- _記述課題 1_
1935年の世界情勢を述べた本文抜粋によると、イタリアが10月に侵攻を開始した国はどこですか。
- _記述課題 2_
1935年の世界情勢を述べた本文抜粋の続きを、最後の文の後から書き進めてください。

- _本文抜粋_
= = = =
僕の作ったジャズ・ヒストリー 20 … スイングの幕開け 1935年

世界の情勢 … ファシズムの拡大とアメリカの再生

現在私たちは、1939年9月ドイツ軍のポーランド侵攻から第二次世界大戦に突入し、日本では1941年12月のハワイ・真珠湾攻撃から太平洋戦争に突入し、欧州そしてアジアで大規模で悲惨な戦争が行われたことを知っています。そんな開戦前のこの年世界はどのように動いていたのでしょうか?簡単に振り返ってみましょう。

枢軸国…イタリア、ドイツ、日本

愛新覚羅溥儀 この辞典でムッソリーニが率いるイタリアとヒトラーのナチス・ドイツとの関係はオーストリアをめぐる対立から決して良好とは言えませんでした。ドイツは3月にヴェルサイユ条約破棄を宣言し再軍備に踏み切っていました。時のイギリスのボールドウィン内閣は、ヒトラーに一定の譲歩をすることでそれ以上の膨張政策を抑え、最も懸念していた共産国家ソ連に対する防波堤とするという宥和政策を取ります。一方イタリアは、10月エチオピアへ侵攻を開始します。これは当然ながら国際社会から激しい批判を浴びることになります。この機にオーストリアの併合を目論むヒトラーはイタリアとの関係を改善しようと動きます。翌年閣僚の一人、ハンス・フランクを派遣し、イタリアの外相を招きます。こうした両国は接近し1937年「ベルリン=ローマ枢軸」と呼ばれるような関係になっていきます。
そのころ日本で大きな議論となっていたのは、東京大学名誉教授であり、貴族院勅撰議員だった美濃部達吉博士が唱えた「天皇機関説」の不敬罪問題でした。これは当時制定されていた大日本帝国憲法の解釈で、天皇はあくまで国家があってのものであり、その権限は憲法などによって規定されたものであり、内閣の輔弼や帝国議会の協賛があって初めて行使できるという考え方です。これに対して の唱えた天皇主権説は、天皇は現人神であり、皇祖神から受け継いだ憲法などの法から拘束されるものではなく、法律以前から存在している自然な神権を持つ、国家を超越した存在であるとするものです。当の昭和天皇自身は「天皇=機関」説を当然と受け止めていたようですが、軍部の台頭とともに起こった「天皇=現人神=統治権の主体」とする国体明徴運動の中で排撃されていきます。
これはあくまで僕の記憶ですが、当時一般民衆はこれを憲法解釈論争とは分かっておらず、「天皇=現人神」という教育を受けており、どの天皇を機関などという機械設備のような用語をもって説明したことに対する反感が強かったと授業で習いました。
また4月には満州帝国の皇帝溥儀が来日、満州帝国の傀儡化を進め、中華民国との摩擦はいよいよ激しさを増していきます。

アメリカ

世界恐慌の発火元だったアメリカは、徐々に回復を見せ始めます。1933年、失業率が30%を越え失業者数も1500万人に達していましたが、1935年には失業率が26%、失業者数も1000万人を僅かに越えるくらいまでに回復してきます。国内に豊富な資源を持つアメリカ、世界各地に多数の植民地を持つイギリス、フランスといった「持てる国」と植民地や領土拡大を求めファシズム化を推し進めるイタリア、ドイツ、日本といった「持たざる国」の明暗がはっきりと分かれてくるのです。
= = = =
データセット項目:
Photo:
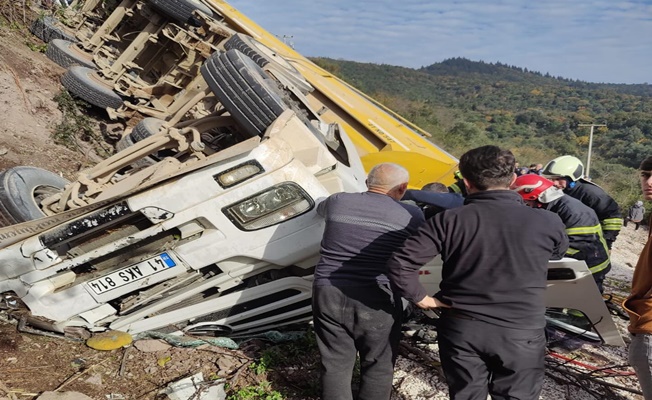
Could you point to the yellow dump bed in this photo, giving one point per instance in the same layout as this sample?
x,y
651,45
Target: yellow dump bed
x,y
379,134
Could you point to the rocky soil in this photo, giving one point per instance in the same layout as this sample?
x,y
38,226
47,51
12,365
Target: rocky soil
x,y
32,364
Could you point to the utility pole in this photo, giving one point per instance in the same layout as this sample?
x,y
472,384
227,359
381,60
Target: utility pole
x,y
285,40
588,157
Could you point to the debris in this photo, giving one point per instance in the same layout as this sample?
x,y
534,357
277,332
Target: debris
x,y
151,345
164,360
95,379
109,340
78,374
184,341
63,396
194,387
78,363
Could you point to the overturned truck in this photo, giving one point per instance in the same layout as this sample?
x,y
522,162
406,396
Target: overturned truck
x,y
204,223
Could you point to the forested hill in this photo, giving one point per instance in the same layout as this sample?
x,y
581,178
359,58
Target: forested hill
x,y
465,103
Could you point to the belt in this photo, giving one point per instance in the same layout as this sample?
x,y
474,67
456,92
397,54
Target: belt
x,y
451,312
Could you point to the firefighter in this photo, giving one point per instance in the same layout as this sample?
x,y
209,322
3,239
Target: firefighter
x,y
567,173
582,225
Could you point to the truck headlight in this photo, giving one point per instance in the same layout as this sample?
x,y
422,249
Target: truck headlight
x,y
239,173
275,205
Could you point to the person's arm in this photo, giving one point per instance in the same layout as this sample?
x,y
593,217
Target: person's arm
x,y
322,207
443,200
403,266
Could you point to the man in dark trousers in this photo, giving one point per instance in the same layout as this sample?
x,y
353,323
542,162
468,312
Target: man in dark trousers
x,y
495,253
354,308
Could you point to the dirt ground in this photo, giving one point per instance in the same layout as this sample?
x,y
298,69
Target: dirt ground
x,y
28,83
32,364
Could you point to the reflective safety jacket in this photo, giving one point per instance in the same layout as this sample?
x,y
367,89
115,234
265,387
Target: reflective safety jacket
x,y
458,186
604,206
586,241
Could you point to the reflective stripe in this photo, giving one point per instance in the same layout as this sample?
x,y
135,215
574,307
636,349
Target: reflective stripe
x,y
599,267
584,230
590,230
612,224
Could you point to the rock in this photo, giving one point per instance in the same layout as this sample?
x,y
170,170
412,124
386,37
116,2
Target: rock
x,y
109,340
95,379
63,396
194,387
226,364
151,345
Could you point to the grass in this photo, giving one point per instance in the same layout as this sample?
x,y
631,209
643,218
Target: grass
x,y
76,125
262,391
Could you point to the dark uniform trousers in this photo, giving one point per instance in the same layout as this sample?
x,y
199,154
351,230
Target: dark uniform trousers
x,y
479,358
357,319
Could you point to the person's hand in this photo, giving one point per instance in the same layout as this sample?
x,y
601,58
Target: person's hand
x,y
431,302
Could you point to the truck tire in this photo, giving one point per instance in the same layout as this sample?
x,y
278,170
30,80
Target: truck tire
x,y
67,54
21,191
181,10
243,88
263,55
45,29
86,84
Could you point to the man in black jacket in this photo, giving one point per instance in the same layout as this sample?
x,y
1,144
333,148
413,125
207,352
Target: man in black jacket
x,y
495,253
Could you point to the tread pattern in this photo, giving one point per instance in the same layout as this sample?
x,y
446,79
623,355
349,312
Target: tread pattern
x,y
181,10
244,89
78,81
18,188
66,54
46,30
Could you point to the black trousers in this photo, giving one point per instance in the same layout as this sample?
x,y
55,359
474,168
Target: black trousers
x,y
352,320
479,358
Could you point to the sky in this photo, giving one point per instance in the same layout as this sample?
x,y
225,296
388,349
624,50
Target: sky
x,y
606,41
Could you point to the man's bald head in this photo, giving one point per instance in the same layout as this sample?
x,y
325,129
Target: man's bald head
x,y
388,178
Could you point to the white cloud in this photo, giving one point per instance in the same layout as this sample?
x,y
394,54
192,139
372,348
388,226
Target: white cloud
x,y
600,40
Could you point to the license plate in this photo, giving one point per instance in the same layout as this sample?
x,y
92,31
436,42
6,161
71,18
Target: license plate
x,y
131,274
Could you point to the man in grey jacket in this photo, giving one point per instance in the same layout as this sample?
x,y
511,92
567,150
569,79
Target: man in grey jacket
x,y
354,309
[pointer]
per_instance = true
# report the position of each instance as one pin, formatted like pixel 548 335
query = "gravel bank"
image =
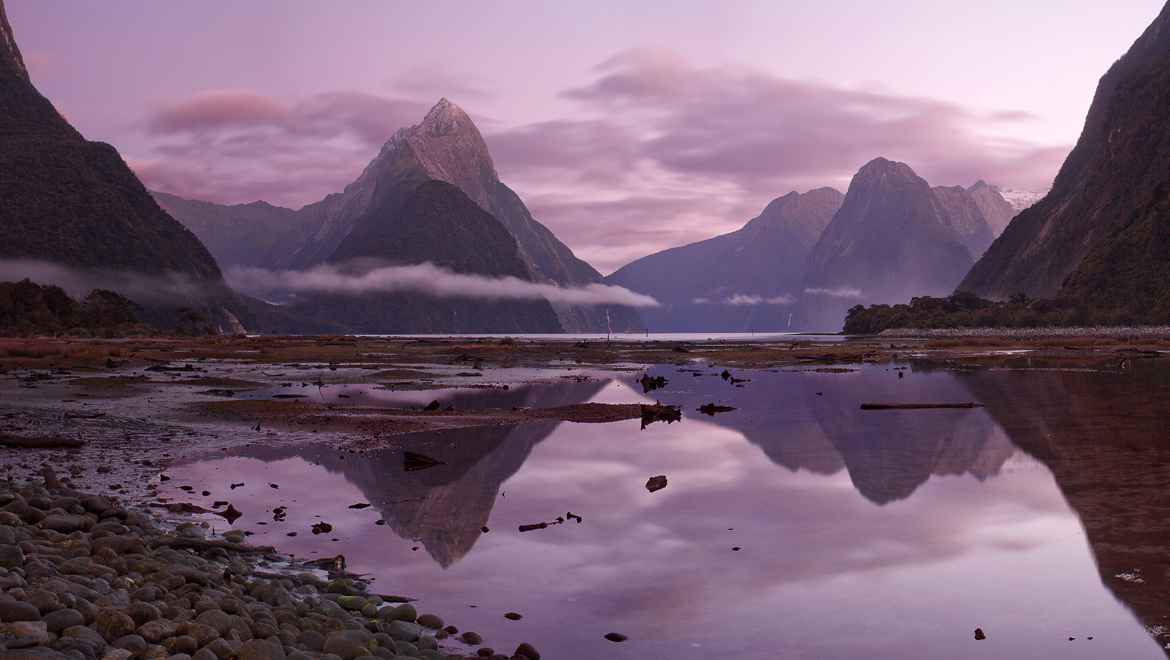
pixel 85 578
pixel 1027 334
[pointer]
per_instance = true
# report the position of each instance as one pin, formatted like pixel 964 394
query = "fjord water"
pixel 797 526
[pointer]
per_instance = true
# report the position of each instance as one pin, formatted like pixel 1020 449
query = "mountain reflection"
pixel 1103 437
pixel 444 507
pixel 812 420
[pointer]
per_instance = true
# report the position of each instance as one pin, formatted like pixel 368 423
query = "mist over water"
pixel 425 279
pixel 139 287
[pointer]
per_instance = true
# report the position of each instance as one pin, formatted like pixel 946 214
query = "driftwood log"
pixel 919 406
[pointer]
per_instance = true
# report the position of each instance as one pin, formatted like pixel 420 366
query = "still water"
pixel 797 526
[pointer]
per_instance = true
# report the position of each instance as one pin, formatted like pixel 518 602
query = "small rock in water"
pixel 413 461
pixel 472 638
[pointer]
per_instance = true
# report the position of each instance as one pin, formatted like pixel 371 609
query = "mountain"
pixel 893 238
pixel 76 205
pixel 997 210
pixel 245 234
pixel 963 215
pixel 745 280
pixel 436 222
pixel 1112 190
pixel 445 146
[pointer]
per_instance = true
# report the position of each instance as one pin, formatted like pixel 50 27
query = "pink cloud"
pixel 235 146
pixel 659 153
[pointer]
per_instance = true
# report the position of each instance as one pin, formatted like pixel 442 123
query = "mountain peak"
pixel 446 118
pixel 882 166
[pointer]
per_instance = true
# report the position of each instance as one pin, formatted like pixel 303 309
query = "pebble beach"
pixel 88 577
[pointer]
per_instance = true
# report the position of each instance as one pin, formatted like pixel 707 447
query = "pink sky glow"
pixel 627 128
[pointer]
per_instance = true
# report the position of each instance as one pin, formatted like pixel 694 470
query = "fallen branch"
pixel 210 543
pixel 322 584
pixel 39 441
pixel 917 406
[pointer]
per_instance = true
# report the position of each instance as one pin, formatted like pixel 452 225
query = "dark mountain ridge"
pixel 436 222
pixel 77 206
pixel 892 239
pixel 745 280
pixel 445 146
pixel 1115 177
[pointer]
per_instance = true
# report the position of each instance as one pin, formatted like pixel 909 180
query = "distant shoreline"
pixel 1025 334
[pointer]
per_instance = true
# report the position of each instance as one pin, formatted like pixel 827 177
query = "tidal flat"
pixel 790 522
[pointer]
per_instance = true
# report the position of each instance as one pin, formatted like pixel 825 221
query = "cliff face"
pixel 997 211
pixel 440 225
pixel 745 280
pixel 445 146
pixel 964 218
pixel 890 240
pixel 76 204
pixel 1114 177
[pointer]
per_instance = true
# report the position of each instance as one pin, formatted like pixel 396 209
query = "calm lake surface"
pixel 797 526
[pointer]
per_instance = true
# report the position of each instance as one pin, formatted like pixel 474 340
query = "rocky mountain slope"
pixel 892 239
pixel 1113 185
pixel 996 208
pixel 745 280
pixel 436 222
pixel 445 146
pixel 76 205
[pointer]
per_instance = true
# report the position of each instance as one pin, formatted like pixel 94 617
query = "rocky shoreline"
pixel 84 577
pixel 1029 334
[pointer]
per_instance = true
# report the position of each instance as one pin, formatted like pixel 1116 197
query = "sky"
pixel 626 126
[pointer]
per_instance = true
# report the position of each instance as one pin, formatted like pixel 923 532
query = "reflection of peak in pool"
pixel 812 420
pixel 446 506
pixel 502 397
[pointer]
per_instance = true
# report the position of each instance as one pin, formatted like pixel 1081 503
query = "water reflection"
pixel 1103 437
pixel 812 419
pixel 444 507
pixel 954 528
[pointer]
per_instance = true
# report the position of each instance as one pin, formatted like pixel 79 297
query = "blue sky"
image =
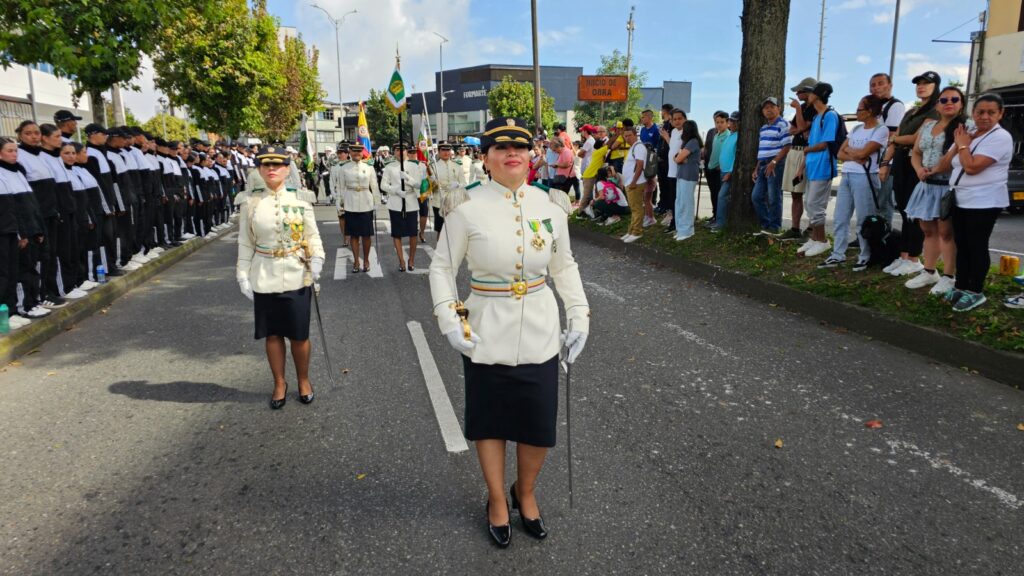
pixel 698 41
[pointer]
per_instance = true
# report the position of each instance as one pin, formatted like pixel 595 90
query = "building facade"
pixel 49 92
= = = =
- _記述回答 1_
イタリアは10月にエチオピアへの侵攻を開始しました。

- _記述回答 2_
「ある夜の出来事」ポスター

アメリカの大衆芸能

映画
この年の第7回(1935年2月発表)アカデミー賞の作品賞に輝いたのは「ある夜の出来事」(It happened one night)。左写真はそのポスター。主演は「キング・オブ・ハリウッド」と異名を取る大スター、クラーク・ゲーブル(Clark Gable:1901〜1960)で、典型的なボーイ・ミーツ・ガールですが、作品、監督、主演男優、主演女優、脚色賞と主要5部門を独占しました。
ポピュラー・ミュージック
フレッド・アステア「頬と頬」 1935年のヒット・チャートトップ10を見てみましょう。
順位アーティスト曲名
フレッド・アステア(Fred Astaire)頬と頬(Cheek to cheek)
ザ・カーター・ファミリー(The Carter family)永遠の絆(Can the circle be unbroken)
エディ・デューチン(Eddy Duchin)ラヴリー・トゥ・ルック・アット(Lovely to look at)
シャーリー・テンプル(Shirley Temple)オン・ザ・グッド・シップ・ロリポップ(On the good ship lollipop)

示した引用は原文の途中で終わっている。